What comes next in the list of policy commitments below? Continue that list from its final item.

Document text:
-=-=-=-=-

6. A Better Quality of Life for All
- Prioritise regional development
- Implement the National Broadband Plan
- Mandate public sector employers to move to 20pc home and remote working in 2021
- Incentivise private sector employers to do likewise.
- Reduce dereliction and bring vacant properties into use
- Support the building of new and affordable homes in towns and villages
- Prioritise upkeep of parks and green spaces
7. Supporting Young Ireland
- Ensuring young people have access to affordable housing and make homeownership a realistic aspiration
- Developing mechanisms for the voice of young people to be part of decision-making
- Develop new employment initiatives for school-leavers and under 25s
- Prioritise improvement in mental health services
- Give every child the opportunity to develop their creativity
- Reduce child poverty
- Protect children and young people from cyberbullying
- Responding to the challenges of addiction and substance abuse.
8. Opportunities through Education and Research
- Supporting students in “restarting their educational journeys” post the Covid-19 emergency.
- No increase in the annual student contribution (student fees)
- A “long-term sustainable funding model” for higher level education.
- Growing apprenticeships and traineeships
- Increasing parental choice in education
- Ensuring that “no adult is left behind” on literacy, digital and numeracy skills
- Invest in research, development and innovation
- Ensure special needs students are given appropriate and targeted supports.

-=-=-=-=-

Saved entries:
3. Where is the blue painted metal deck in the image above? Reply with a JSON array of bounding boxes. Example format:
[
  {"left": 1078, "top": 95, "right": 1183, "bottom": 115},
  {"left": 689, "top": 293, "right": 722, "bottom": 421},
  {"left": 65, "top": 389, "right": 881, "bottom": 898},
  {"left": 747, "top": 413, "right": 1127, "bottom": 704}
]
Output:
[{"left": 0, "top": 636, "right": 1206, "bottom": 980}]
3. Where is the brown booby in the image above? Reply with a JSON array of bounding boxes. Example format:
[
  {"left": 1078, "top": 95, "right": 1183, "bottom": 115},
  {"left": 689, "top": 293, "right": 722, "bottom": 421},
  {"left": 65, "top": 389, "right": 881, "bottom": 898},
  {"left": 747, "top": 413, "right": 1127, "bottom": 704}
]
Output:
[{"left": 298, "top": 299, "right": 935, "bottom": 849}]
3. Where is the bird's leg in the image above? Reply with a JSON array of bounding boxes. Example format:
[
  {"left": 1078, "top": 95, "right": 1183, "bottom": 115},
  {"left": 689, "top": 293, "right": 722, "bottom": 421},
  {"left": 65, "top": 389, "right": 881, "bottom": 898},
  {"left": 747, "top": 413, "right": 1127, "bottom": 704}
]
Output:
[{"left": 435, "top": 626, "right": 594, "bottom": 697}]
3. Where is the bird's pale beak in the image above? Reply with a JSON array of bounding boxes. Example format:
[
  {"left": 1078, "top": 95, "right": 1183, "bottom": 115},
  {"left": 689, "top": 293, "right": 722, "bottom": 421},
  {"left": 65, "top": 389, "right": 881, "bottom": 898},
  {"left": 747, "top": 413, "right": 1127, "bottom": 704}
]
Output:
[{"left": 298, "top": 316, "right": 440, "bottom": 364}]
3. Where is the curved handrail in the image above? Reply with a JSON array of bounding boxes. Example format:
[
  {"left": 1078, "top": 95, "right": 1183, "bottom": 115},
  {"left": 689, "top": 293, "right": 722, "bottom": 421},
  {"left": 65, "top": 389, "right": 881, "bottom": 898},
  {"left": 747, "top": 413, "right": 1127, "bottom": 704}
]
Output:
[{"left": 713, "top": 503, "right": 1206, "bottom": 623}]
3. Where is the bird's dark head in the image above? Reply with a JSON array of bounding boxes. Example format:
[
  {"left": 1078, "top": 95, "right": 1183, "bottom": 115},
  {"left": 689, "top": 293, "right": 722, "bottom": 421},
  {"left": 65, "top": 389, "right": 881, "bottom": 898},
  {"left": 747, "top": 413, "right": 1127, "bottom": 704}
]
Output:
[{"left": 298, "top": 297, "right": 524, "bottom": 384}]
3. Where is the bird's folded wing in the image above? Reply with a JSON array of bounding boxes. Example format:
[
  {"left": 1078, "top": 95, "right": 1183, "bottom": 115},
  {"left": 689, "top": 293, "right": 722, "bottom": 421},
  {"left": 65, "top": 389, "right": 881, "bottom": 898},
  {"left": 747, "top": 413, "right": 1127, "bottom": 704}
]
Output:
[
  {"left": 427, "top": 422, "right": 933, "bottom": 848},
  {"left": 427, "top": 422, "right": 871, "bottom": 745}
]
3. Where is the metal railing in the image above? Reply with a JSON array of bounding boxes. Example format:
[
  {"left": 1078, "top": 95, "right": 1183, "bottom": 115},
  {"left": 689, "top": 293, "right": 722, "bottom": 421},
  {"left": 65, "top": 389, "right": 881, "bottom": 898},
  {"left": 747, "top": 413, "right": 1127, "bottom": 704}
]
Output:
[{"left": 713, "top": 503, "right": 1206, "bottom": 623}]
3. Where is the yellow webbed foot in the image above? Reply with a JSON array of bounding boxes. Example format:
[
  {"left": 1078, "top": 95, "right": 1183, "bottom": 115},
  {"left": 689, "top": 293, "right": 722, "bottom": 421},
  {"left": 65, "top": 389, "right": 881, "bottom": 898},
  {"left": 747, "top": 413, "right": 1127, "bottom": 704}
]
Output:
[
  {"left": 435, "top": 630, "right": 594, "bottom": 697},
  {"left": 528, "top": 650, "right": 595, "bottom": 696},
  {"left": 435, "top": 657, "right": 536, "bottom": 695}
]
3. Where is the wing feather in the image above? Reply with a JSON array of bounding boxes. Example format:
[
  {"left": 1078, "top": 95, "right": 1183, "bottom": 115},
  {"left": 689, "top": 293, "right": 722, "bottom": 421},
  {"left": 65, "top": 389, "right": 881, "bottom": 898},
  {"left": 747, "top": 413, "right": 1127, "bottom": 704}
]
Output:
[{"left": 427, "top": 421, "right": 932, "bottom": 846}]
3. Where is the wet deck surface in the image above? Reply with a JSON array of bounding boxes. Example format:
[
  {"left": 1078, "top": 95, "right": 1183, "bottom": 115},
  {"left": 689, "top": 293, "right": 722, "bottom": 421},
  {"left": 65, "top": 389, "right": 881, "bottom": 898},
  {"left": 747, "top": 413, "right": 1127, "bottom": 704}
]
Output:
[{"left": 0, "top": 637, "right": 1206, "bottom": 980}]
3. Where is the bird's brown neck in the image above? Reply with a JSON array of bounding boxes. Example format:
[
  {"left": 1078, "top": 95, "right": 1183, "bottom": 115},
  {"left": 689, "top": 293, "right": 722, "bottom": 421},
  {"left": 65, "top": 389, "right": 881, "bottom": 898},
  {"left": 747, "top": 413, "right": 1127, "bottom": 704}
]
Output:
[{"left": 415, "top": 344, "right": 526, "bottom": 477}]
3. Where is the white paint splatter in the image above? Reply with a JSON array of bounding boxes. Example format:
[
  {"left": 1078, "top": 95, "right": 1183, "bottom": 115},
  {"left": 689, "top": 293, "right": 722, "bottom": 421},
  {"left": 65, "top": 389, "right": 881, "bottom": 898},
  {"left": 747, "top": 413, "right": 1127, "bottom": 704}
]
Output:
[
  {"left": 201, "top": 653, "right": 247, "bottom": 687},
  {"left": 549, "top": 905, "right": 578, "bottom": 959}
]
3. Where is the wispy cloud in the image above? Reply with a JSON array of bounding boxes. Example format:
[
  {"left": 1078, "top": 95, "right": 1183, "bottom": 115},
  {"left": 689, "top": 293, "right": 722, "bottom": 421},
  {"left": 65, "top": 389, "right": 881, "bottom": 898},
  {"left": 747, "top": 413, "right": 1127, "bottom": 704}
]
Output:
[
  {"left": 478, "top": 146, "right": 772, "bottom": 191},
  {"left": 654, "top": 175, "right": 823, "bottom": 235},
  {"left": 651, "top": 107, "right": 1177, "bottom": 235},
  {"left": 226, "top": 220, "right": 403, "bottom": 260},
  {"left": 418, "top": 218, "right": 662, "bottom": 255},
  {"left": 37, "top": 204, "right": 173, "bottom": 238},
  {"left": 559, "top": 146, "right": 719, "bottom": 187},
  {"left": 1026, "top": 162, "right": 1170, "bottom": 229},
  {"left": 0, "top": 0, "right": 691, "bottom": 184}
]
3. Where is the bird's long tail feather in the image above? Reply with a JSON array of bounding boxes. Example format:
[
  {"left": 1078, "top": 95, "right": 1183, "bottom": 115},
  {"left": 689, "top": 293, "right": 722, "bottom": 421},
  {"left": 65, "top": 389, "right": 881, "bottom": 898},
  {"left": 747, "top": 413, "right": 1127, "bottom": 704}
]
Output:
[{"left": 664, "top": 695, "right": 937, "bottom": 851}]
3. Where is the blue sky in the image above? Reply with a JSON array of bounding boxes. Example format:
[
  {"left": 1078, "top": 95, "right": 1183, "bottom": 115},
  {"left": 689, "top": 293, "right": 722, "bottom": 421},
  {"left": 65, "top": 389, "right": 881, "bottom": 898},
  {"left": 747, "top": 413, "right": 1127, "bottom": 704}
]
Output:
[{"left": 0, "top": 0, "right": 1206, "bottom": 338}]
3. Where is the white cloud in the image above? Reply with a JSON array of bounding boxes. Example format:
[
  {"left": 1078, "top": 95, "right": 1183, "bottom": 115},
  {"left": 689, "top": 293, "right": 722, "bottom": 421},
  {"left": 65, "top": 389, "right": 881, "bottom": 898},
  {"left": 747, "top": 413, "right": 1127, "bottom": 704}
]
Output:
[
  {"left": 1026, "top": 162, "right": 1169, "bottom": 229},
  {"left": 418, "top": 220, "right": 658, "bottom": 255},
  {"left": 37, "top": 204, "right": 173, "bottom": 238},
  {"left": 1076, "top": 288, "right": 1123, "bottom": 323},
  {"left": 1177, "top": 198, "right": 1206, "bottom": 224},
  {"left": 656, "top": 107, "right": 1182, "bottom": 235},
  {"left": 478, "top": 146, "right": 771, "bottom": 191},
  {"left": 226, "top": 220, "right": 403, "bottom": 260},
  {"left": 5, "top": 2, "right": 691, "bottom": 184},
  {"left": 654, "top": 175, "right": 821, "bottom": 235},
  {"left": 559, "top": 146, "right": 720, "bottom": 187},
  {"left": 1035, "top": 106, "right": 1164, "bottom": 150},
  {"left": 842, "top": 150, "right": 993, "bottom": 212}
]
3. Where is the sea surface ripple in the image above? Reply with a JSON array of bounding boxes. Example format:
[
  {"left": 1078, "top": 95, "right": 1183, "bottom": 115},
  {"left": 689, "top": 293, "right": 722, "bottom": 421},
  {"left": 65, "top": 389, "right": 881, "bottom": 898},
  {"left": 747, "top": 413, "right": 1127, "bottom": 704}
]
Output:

-=-=-=-=-

Result of this exercise:
- Enhance and nurture creativity in the arts
9. A shared Ireland
- Establish a unit within the Department of An Taoiseach “to work towards a consensus on a united island”
- Prioritise protection of the peace process and all-island economy.
- Ensure the Northern Ireland power-sharing deal is implemented
- Expand the Anglo-Irish institutions such as the British-Irish Council.
- Ensure mechanisms in place to deal with legacy issues, and to “deepen and strengthen” north-south health in the wake of Covid-19.
- Enhance and develop and deepen aspects of the north-south cooperation
- Continue decade of centenaries commemorations.
10. At the Heart of Europe: Global Citizenship
- Achieve an ambitious, zero-tariff, zero quotas, free trade post-Brexit trade deal
- Work with EU to respond to Covid-19
- Contribute more to the EU budget.
- Support further EU enlargement and integration
- Continue to “value and enhance the close relationship” between Ireland and the UK;
- Double Ireland’s global footprint
- Maintain and support Defence Forces’ peacekeeping missions
- Support efforts “towards a durable, two-state solution to the Israeli-Palestine conflict”.